• THE TASK
All of the listing should be output exactly, apart from the pictures.
━━━━━━
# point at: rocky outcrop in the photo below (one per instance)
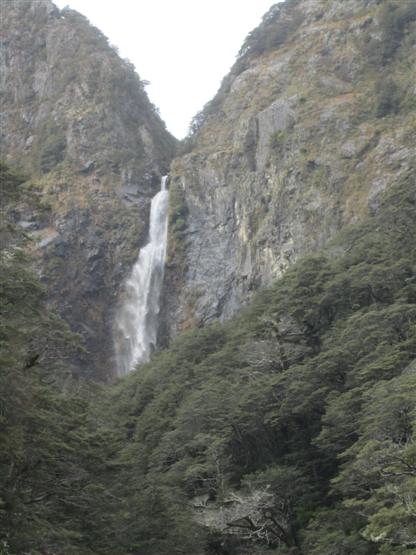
(76, 117)
(314, 121)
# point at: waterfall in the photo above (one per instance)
(137, 318)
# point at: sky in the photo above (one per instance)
(182, 47)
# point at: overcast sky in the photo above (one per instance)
(183, 47)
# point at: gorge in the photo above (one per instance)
(137, 322)
(267, 289)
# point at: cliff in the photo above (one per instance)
(314, 121)
(75, 116)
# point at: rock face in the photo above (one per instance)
(315, 119)
(76, 117)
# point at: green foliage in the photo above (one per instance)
(294, 421)
(278, 25)
(52, 146)
(388, 98)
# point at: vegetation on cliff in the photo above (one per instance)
(290, 428)
(294, 421)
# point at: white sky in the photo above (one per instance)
(183, 47)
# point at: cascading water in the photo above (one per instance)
(137, 319)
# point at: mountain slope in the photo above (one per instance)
(76, 117)
(314, 121)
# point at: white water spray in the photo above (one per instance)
(137, 319)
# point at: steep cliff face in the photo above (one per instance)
(76, 117)
(315, 120)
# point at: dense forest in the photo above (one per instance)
(292, 424)
(288, 428)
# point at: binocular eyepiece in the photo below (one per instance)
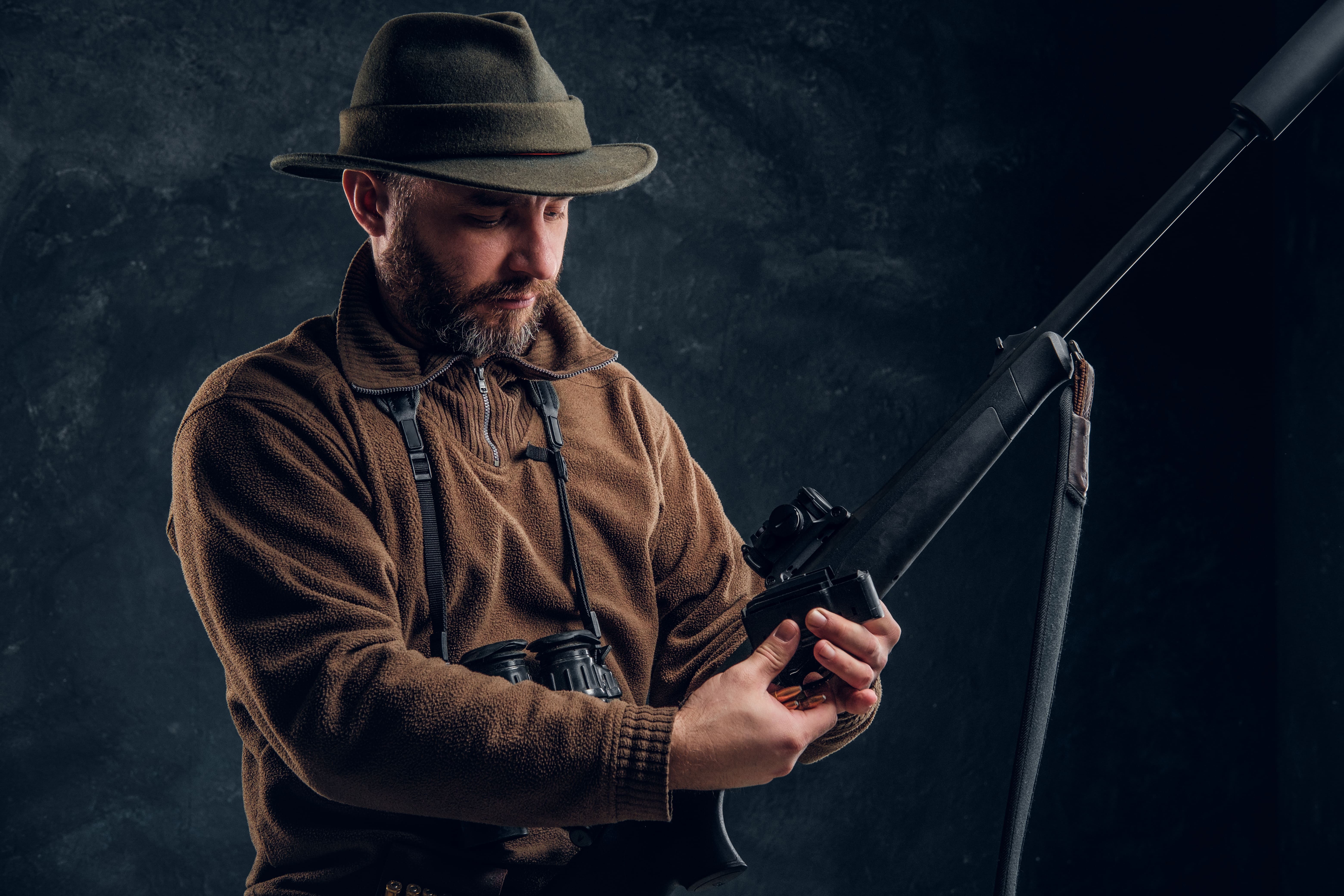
(565, 661)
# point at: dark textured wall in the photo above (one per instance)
(854, 199)
(1310, 467)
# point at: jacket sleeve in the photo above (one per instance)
(703, 583)
(300, 598)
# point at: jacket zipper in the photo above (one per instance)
(486, 401)
(562, 377)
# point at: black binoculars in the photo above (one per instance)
(565, 661)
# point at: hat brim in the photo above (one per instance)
(600, 170)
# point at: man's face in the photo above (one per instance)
(472, 269)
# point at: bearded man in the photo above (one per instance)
(357, 508)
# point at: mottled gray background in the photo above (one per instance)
(854, 199)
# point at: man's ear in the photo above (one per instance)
(369, 201)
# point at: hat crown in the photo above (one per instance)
(445, 58)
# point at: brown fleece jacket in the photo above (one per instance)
(298, 524)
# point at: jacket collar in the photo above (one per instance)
(374, 361)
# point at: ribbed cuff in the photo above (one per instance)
(642, 764)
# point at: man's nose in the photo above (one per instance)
(537, 253)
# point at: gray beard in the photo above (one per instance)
(443, 310)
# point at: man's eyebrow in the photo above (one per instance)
(488, 199)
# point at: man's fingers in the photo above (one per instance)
(773, 655)
(854, 639)
(854, 672)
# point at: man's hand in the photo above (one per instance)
(855, 653)
(732, 733)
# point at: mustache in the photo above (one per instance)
(509, 291)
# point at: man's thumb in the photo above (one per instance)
(775, 652)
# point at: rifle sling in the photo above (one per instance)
(1057, 581)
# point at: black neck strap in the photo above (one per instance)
(401, 408)
(548, 404)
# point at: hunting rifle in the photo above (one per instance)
(889, 531)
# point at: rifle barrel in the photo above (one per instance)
(1150, 229)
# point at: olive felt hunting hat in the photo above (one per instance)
(470, 100)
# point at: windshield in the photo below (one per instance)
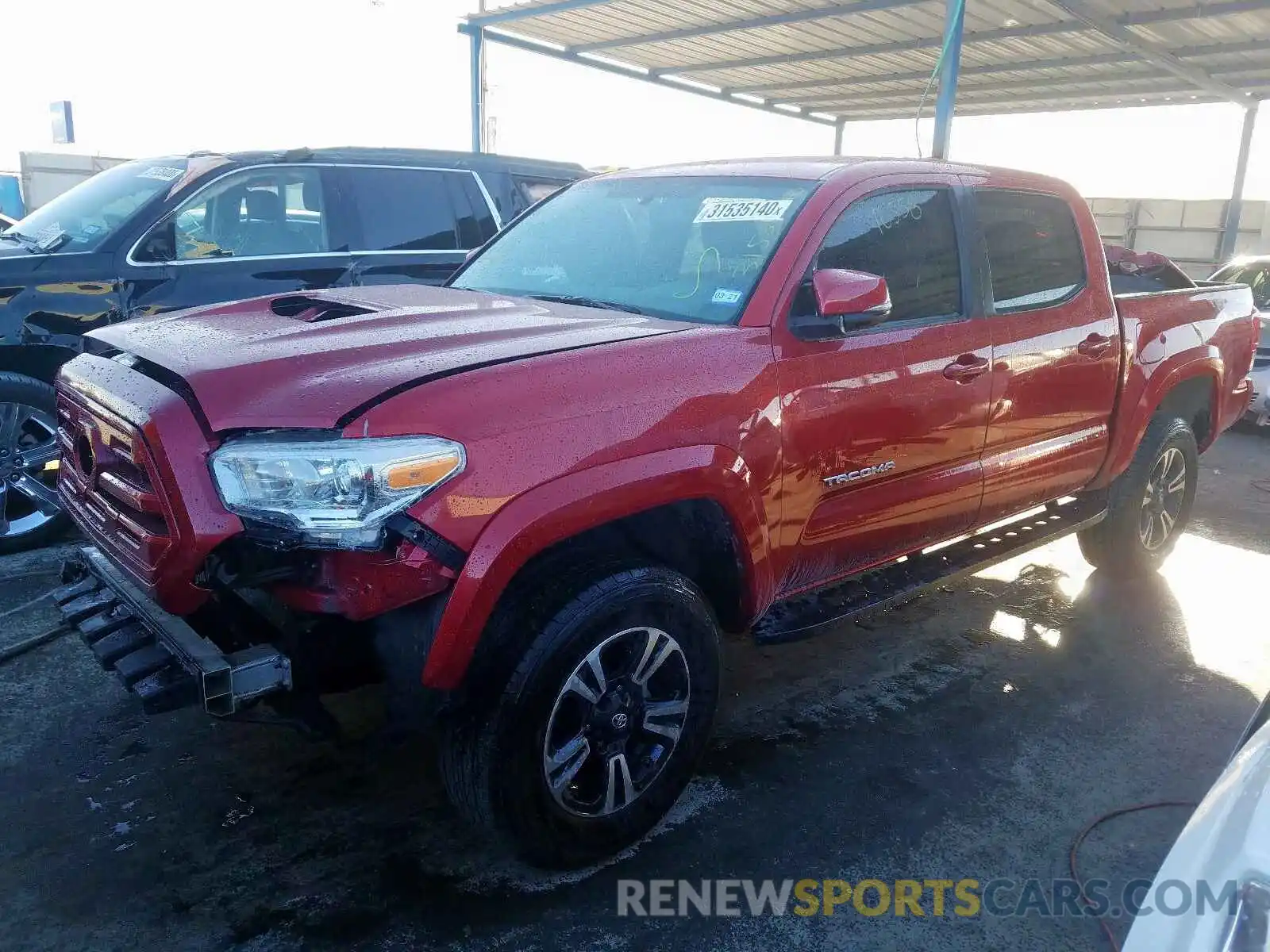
(687, 248)
(88, 213)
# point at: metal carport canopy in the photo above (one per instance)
(837, 63)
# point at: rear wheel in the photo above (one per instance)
(600, 725)
(1149, 505)
(31, 513)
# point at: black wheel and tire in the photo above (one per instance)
(600, 725)
(31, 513)
(1149, 505)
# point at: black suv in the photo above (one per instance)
(162, 234)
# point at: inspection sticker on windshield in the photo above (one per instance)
(164, 173)
(742, 209)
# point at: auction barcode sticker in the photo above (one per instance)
(742, 209)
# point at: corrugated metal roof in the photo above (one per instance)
(872, 59)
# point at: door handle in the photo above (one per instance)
(1095, 346)
(965, 368)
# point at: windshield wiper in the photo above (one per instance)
(44, 247)
(25, 240)
(588, 302)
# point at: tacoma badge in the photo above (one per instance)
(860, 474)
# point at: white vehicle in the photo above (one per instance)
(1255, 272)
(1227, 846)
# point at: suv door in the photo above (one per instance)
(1056, 351)
(414, 225)
(264, 230)
(883, 428)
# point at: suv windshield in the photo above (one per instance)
(88, 213)
(686, 248)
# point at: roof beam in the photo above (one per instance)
(903, 107)
(522, 12)
(1126, 40)
(791, 86)
(1251, 75)
(1022, 32)
(641, 75)
(780, 19)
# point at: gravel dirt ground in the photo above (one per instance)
(968, 734)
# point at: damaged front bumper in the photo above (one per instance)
(156, 655)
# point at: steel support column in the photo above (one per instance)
(478, 83)
(1241, 169)
(954, 25)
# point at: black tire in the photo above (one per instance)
(495, 752)
(17, 389)
(1118, 545)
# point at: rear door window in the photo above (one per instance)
(254, 213)
(484, 217)
(1034, 249)
(404, 209)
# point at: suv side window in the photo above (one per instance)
(404, 209)
(1034, 249)
(257, 213)
(908, 238)
(1257, 279)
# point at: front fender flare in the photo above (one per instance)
(582, 501)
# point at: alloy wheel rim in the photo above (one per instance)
(616, 723)
(1164, 498)
(29, 474)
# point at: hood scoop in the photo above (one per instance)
(311, 310)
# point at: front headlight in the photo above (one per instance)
(337, 494)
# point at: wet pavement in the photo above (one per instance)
(969, 734)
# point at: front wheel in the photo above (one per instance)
(601, 725)
(1149, 505)
(31, 513)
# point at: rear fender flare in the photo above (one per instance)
(582, 501)
(1204, 363)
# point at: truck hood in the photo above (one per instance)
(319, 359)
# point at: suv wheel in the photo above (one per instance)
(1149, 505)
(600, 725)
(31, 513)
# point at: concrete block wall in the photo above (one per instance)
(1187, 232)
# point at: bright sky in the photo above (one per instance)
(149, 78)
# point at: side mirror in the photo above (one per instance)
(160, 244)
(856, 298)
(845, 301)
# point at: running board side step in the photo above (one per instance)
(808, 615)
(156, 655)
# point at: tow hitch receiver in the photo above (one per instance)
(156, 655)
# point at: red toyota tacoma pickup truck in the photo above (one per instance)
(662, 406)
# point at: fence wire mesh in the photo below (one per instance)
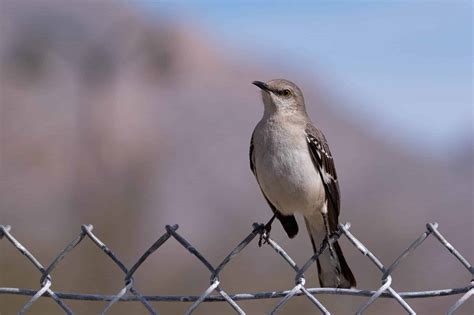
(130, 293)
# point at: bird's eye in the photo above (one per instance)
(286, 92)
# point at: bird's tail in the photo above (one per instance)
(333, 271)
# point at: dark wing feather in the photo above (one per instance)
(287, 221)
(324, 163)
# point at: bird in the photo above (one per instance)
(295, 170)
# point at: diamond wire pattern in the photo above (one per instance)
(130, 293)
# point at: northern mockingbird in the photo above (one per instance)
(294, 168)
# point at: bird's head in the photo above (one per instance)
(281, 96)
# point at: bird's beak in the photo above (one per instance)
(262, 85)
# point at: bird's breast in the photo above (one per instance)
(285, 170)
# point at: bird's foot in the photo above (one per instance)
(265, 234)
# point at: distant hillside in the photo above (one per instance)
(131, 122)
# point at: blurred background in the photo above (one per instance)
(130, 115)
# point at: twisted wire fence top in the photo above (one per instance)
(130, 293)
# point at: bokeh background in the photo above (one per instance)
(131, 115)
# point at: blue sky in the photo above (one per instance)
(399, 64)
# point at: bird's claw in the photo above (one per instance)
(264, 235)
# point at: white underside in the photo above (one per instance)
(285, 170)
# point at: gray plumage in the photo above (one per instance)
(294, 168)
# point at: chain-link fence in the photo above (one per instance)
(130, 293)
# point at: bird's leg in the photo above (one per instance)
(324, 212)
(266, 232)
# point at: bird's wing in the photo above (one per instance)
(324, 163)
(287, 221)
━━━━━━
• OUTPUT FOR THIS EXERCISE
# point at: rocky outcrop in the photo below (one per instance)
(76, 117)
(314, 121)
# point at: waterfall in the photo above (one per instance)
(137, 318)
# point at: sky in the photo above (one per instance)
(182, 47)
# point at: overcast sky in the photo above (one per instance)
(183, 47)
# point at: gorge in the photo above (one per instance)
(137, 322)
(267, 289)
# point at: cliff in the photo above (one per instance)
(314, 121)
(75, 116)
# point at: rock face in the photo above (one per instance)
(315, 119)
(76, 117)
# point at: green foliage in the photo above (one per instance)
(294, 421)
(278, 25)
(52, 146)
(388, 98)
# point at: vegetation on cliff in the photo above (one per instance)
(290, 428)
(294, 421)
# point at: white sky in the photo above (one per instance)
(183, 47)
# point at: cascading water in the photo above (one per instance)
(137, 319)
# point at: mountain slope in the photo above (one per instance)
(76, 117)
(314, 121)
# point at: white water spray in the photo above (one per instance)
(137, 319)
# point at: steep cliff face in the photo above (one per instance)
(76, 117)
(315, 120)
# point at: dense forest in the photo above (one per instance)
(292, 424)
(288, 428)
# point at: binocular eyepiece in the photo below (one per instance)
(565, 661)
# point at: dark textured wall in the photo above (one per instance)
(854, 199)
(1310, 467)
# point at: jacket sleeve in the photo above (one per instance)
(703, 583)
(300, 598)
# point at: jacket zipper in the photo above (one per instance)
(486, 401)
(562, 377)
# point at: black binoculars in the photo above (one per instance)
(565, 661)
# point at: hat brim in the photo above (one per instance)
(600, 170)
# point at: man's face in the photo above (one per instance)
(472, 269)
# point at: bearded man in the photo above (one per instance)
(357, 508)
# point at: mottled gray background in the photo above (one per instance)
(854, 199)
# point at: man's ear in the photo above (one per instance)
(369, 201)
# point at: hat crown in the photo above (one per instance)
(445, 58)
# point at: brown fleece jacket in the photo above (one per instance)
(298, 524)
# point at: jacket collar in the photo above (one per instance)
(374, 361)
# point at: ribbed cuff in the photo above (one per instance)
(642, 764)
# point at: man's nose in the photo above (one per instance)
(537, 253)
# point at: gray beard in the photo above (one per instance)
(443, 310)
# point at: man's eyebrow in the photo above (one per instance)
(488, 199)
# point at: man's fingers in the photo above (one per instance)
(773, 655)
(854, 639)
(854, 672)
# point at: man's hand in the photo above (one per instance)
(855, 653)
(732, 733)
# point at: mustache in the photo above (one per instance)
(509, 291)
# point at: man's thumb in the photo above (one per instance)
(775, 652)
# point at: rifle sling in the photo above (one per instance)
(1057, 581)
# point at: black neck strap in the photo above (one per instance)
(401, 408)
(548, 404)
# point at: hunting rifle in the photo above (one per instance)
(889, 531)
# point at: rifle barrel in the photo above (one per instance)
(1150, 229)
# point at: olive felt hunting hat in the photo above (one per instance)
(470, 100)
# point at: windshield in the photo below (one per instance)
(687, 248)
(88, 213)
# point at: metal carport canopy in the photo above (one per instance)
(837, 63)
# point at: rear wheel in the photo above (one per instance)
(600, 725)
(1149, 505)
(31, 513)
# point at: black wheel and tire in the photo above (one per instance)
(600, 725)
(31, 513)
(1149, 505)
# point at: black suv in the photo above (one per instance)
(162, 234)
# point at: inspection sticker on windshield in the photo above (one per instance)
(164, 173)
(742, 209)
# point at: auction barcode sticker in the photo above (one per instance)
(742, 209)
# point at: corrugated metal roof in the photo above (one per instance)
(872, 59)
# point at: door handle in the photo above (one per instance)
(1095, 346)
(965, 368)
# point at: windshield wiper in the photo above (one per instance)
(44, 247)
(25, 240)
(588, 302)
# point at: tacoma badge in the photo above (one per instance)
(860, 474)
# point at: white vehicle in the photo above (one per instance)
(1255, 272)
(1227, 846)
# point at: suv door in the photo above (one per instance)
(1056, 351)
(414, 225)
(264, 230)
(883, 428)
# point at: suv windshield in the photo above (one per instance)
(88, 213)
(686, 248)
# point at: roof beam in the photo above (one per instance)
(903, 107)
(522, 12)
(1126, 40)
(791, 86)
(1251, 75)
(1022, 32)
(641, 75)
(780, 19)
# point at: gravel dirt ground in the photo above (one per instance)
(968, 734)
# point at: damaged front bumper in the photo above (one per instance)
(156, 655)
# point at: steel support column in the photo above (one per instance)
(478, 83)
(1241, 169)
(954, 25)
# point at: black tire in the photo above (one per instance)
(495, 752)
(17, 389)
(1118, 545)
# point at: rear door window in the photo above (one per instance)
(254, 213)
(484, 217)
(1034, 249)
(404, 209)
# point at: suv side window in the photo above (one per instance)
(404, 209)
(1034, 249)
(257, 213)
(908, 238)
(1257, 279)
# point at: front fender flare in the photo above (one per instance)
(582, 501)
# point at: alloy wheel rim in the photo above (one per instance)
(616, 723)
(1164, 498)
(29, 474)
# point at: hood scoop in the photo above (one per instance)
(311, 310)
# point at: front headlight in the photo above (one per instance)
(337, 494)
# point at: wet pavement in the photo above (one per instance)
(969, 734)
# point at: front wheel in the photo above (one per instance)
(601, 725)
(1149, 505)
(31, 513)
# point at: rear fender flare in the photo above (one per instance)
(582, 501)
(1204, 363)
# point at: truck hood in the photo above (one per instance)
(319, 359)
# point at: suv wheel in the photo above (one per instance)
(1149, 505)
(600, 725)
(31, 513)
# point at: concrete block wall in the photo above (one per instance)
(1187, 232)
# point at: bright sky in the photo above (one per instance)
(149, 78)
# point at: side mirror in the photo above (one per instance)
(160, 244)
(856, 298)
(845, 301)
# point at: running board side step in the photo above (one per instance)
(808, 615)
(156, 655)
# point at: tow hitch receiver in the photo above (one per instance)
(156, 655)
# point at: red toyota tacoma pickup truck in the photo above (one per instance)
(662, 406)
# point at: fence wire mesh in the photo below (one per instance)
(130, 293)
# point at: bird's eye in the photo above (one per instance)
(286, 92)
# point at: bird's tail in the photo above (one per instance)
(333, 271)
# point at: dark wing feather in the photo above (one per instance)
(287, 221)
(324, 163)
# point at: bird in the photo above (one per instance)
(295, 170)
# point at: diamond wire pattern in the photo above (one per instance)
(130, 293)
# point at: northern mockingbird in the photo above (one per instance)
(294, 168)
# point at: bird's head in the photo above (one per instance)
(281, 96)
# point at: bird's beak in the photo above (one per instance)
(262, 85)
# point at: bird's breast in the photo above (one per instance)
(285, 170)
# point at: bird's foot in the photo above (one per instance)
(265, 234)
# point at: distant hillside in the photo above (one per instance)
(131, 122)
# point at: blurred background in the photo above (one per instance)
(130, 115)
# point at: twisted wire fence top in the photo above (one per instance)
(130, 293)
# point at: bokeh background in the photo above (one per instance)
(131, 115)
# point at: blue sky in the photo above (one per instance)
(399, 64)
# point at: bird's claw in the photo above (one per instance)
(264, 235)
# point at: white underside in the photo above (one per instance)
(285, 170)
# point at: gray plumage in the photo above (one per instance)
(294, 168)
# point at: chain-link fence in the photo above (one per instance)
(130, 293)
# point at: bird's leg in the photo above (one per instance)
(324, 212)
(266, 232)
# point at: bird's wing in the photo above (one per instance)
(324, 163)
(287, 221)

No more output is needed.